Casey Mulligan Wonders Why People Use Unemployment Insurance
Casey Mulligan is curious: what could have caused the big uptick in the uptake on unemployment insurance in recent years?
It’s a mystery.
Or, maybe not:
Sorry, the JOLTS data only goes back to 2001.
Which directly addresses Mulligan’s basic assertion: People are lazy. They don’t like to work.
Well yeah. (People especially don’t like working at unpleasant jobs — those at the low end of the spectrum.)
But how lazy are they?
Rob Valletta and Katherine Kuang of the Federal Reserve Bank of San Francisco do a lot to answer that question. Returning here to an earlier post, on Valletta and Kuang’s study of unemployment insurance and unemployment. This graphic stands out:
People who quit their jobs or are just entering the job market aren’t eligible for unemployment compensation. People who lose their jobs are. The money quote:
The differential increase of 1.6 weeks for job losers is the presumed impact of extended UI benefits on unemployment duration. It is straightforward to translate this increase in unemployment duration into an effect on the unemployment rate, based on their proportional relationship and adjusted for the share of job losers in overall unemployment, which was about 67% in December 2009. The implied increase in the unemployment rate is quite small, slightly less than 0.4 percentage point, indicating that without UI extensions, the measured unemployment rate would have been 9.6% in December 2009 rather than the observed 10.0%.
Job losers (eligible for UIC) take an extra week and a half to get jobs.
So the “obvious” is true: if you pay people not to work, they will work less, in aggregate. Some people will opt for “funemployment” insurance and take the summer off. But that simplistic truism hides the truly important reality:
The effect is very small — even when you throw five UI extensions into the mix.
Simplistic arithmetic based on this study suggests that any given moment, because of UIC there are about 600,000 people not working, who would be working without it. (.004 times the U.S. work force of 150 million.) That sounds like a lot, and it’s certainly enough to inflame many people’s hot-wired “cheater resentment” genes.
But I say: Get Over It. They’re a tiny percentage, and in the big picture the effects are trivial. The shortage-of-job-openings effect utterly dwarfs the “laziness” effect.
Maybe my resentment genes are pathologically inoperative, but these numbers do a hell of a lot more to light up my compassion genes — compassion for the 14.4 million hard workers who are protected from personal economic meltdown, resulting from an economic catastrophe that was none of their doing. (I won’t even start on how the whole economy is better off as a result of their spending.)

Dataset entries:
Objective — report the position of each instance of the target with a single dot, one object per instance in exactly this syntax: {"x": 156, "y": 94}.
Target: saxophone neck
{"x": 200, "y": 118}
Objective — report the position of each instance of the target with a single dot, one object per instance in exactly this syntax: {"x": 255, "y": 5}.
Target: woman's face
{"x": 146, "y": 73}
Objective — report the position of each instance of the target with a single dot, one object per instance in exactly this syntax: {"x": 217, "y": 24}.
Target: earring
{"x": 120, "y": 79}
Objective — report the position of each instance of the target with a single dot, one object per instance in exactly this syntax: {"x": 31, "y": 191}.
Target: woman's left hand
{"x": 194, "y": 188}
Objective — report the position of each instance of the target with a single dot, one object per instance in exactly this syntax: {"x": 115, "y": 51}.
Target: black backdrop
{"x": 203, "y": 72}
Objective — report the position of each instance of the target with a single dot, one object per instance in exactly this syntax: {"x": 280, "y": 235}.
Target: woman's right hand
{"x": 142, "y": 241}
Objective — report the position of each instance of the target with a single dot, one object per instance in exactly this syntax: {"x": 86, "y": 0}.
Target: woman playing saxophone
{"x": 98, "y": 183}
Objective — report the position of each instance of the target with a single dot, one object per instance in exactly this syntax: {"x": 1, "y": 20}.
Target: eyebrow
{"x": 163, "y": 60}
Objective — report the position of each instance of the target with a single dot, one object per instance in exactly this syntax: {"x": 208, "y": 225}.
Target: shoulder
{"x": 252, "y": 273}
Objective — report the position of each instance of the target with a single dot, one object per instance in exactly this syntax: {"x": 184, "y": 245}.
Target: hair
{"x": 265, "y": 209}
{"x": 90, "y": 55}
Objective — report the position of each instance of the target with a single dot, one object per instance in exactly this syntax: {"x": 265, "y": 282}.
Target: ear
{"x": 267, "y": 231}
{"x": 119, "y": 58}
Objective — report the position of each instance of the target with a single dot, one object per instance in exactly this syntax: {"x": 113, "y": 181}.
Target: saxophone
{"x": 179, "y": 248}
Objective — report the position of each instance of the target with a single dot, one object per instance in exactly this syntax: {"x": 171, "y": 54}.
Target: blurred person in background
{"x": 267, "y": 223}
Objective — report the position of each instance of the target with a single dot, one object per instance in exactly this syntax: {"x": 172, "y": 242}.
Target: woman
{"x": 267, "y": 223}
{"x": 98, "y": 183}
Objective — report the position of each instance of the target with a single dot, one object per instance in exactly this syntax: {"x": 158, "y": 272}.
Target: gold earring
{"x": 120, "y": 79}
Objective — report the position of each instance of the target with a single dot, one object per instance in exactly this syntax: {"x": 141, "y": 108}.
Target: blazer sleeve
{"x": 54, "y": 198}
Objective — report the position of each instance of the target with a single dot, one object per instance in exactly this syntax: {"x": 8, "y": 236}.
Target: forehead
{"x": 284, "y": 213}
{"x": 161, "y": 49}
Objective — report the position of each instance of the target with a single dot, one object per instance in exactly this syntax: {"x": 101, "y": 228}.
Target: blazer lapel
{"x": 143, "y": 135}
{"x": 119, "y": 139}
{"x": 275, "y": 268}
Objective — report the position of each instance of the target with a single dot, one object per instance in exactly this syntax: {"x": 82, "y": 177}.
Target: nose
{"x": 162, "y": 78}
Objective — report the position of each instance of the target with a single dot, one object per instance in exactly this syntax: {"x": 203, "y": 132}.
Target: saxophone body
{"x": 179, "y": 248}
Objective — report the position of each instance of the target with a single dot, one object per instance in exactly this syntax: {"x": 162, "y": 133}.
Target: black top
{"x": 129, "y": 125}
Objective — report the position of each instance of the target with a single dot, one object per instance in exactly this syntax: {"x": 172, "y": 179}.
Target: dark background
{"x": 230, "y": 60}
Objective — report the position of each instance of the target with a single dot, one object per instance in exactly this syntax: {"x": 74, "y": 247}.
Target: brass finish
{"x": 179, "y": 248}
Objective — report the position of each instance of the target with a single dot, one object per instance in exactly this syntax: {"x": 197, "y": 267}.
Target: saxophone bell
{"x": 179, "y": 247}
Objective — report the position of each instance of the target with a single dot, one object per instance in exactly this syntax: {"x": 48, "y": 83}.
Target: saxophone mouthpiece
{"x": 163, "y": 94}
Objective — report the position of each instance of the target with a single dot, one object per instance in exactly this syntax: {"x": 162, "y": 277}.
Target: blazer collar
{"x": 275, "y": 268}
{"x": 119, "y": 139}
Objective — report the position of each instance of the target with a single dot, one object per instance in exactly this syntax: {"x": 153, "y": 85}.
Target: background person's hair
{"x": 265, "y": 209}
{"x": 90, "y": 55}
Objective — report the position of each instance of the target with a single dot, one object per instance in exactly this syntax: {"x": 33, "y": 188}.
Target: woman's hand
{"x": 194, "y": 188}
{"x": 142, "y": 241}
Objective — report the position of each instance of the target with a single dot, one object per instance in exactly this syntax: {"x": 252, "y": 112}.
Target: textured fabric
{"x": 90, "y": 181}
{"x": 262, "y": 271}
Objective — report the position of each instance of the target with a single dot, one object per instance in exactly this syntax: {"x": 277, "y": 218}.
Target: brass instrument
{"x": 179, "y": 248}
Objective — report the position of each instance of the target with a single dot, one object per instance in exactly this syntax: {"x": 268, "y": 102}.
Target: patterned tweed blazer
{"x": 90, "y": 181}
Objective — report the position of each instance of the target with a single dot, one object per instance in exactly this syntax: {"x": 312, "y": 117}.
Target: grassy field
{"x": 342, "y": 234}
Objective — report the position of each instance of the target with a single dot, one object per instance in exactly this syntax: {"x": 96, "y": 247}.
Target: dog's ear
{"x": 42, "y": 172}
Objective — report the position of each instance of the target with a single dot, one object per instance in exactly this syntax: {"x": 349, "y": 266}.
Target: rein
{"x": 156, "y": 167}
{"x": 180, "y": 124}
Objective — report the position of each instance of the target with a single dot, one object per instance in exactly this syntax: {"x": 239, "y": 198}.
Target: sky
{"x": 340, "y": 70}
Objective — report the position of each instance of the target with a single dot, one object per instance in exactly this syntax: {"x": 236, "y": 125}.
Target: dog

◆ What is required ◆
Answer these questions from the post on unemployment insurance:
1. How far back does the JOLTS data go?
2. Without UI extensions, what would the measured unemployment rate have been in December 2009?
3. How many hard workers does the writer say are protected from personal economic meltdown?
The data has nothing to do with the text.

◆ Result ◆
1. 2001
2. 9.6%
3. 14.4 million